◆ EXERCISE:
From the line with "Your task is to locate every instance of vest" to the final line of the records, every line is to be duplicated exactly, both of those lines included.

SUPPLIED MATERIAL Block Start

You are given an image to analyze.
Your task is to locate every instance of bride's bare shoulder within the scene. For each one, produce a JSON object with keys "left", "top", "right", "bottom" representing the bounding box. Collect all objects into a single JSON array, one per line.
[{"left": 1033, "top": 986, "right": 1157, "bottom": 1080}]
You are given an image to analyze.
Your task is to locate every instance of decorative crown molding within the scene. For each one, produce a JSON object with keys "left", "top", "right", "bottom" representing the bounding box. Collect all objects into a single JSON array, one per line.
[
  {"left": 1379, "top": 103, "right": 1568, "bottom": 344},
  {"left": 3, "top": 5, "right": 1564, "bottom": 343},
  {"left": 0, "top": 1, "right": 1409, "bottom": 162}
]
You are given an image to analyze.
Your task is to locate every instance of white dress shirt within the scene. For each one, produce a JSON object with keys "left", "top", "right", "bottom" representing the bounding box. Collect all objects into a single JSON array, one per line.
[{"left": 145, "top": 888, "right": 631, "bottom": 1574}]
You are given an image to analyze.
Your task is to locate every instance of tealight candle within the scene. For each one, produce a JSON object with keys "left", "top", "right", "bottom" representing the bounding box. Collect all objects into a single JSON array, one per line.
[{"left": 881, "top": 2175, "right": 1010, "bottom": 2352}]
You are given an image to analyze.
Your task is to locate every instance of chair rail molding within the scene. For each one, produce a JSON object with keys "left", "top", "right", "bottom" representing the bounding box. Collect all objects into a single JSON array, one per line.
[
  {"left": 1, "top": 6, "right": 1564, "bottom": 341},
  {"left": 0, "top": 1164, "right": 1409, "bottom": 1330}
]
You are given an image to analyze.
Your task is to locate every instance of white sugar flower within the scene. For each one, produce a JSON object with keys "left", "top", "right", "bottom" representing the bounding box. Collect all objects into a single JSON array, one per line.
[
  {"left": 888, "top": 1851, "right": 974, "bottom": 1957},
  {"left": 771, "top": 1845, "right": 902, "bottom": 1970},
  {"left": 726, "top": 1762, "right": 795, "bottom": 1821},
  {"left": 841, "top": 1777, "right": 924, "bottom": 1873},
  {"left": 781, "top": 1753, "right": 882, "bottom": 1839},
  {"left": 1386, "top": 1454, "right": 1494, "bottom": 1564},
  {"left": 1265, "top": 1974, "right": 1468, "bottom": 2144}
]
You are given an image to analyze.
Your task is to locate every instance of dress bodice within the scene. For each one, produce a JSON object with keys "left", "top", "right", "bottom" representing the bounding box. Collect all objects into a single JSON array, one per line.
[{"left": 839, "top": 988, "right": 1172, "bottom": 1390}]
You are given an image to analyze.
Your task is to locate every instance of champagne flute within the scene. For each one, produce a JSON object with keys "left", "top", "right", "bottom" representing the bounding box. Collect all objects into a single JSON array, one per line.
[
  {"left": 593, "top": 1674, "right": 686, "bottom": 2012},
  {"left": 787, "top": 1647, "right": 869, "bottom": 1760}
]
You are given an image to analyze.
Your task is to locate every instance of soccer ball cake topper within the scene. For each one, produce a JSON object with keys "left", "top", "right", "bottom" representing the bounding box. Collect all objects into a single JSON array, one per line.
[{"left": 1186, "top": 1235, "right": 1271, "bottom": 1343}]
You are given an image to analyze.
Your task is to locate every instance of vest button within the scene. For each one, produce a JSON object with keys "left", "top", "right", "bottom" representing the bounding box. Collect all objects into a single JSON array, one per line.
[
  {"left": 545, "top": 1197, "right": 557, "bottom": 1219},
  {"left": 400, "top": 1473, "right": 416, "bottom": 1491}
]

SUPPLIED MATERIAL Block End

◆ YOUR SOLUTION:
Your task is to locate every instance of vest button within the scene. For each one, produce a JSON object with keys "left", "top", "right", "bottom" representing the bounding box. Collect all objects into a single JSON array, one per line.
[
  {"left": 545, "top": 1197, "right": 557, "bottom": 1219},
  {"left": 400, "top": 1473, "right": 416, "bottom": 1491}
]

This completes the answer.